#### WHAT YOU SHOULD DO:
Whenever a line in the listing contains "target", copy that line.

#### DATA FOR THE TASK:
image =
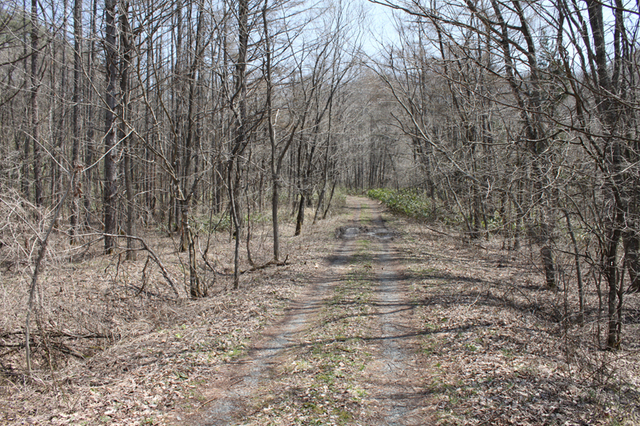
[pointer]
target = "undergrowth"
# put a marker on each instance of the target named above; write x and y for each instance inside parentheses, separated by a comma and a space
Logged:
(409, 202)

#### ANSWER SECTION:
target = "undergrowth"
# put a marker on each instance of the target named above; write x and y for each instance inside parentheses, separated by a comma and a space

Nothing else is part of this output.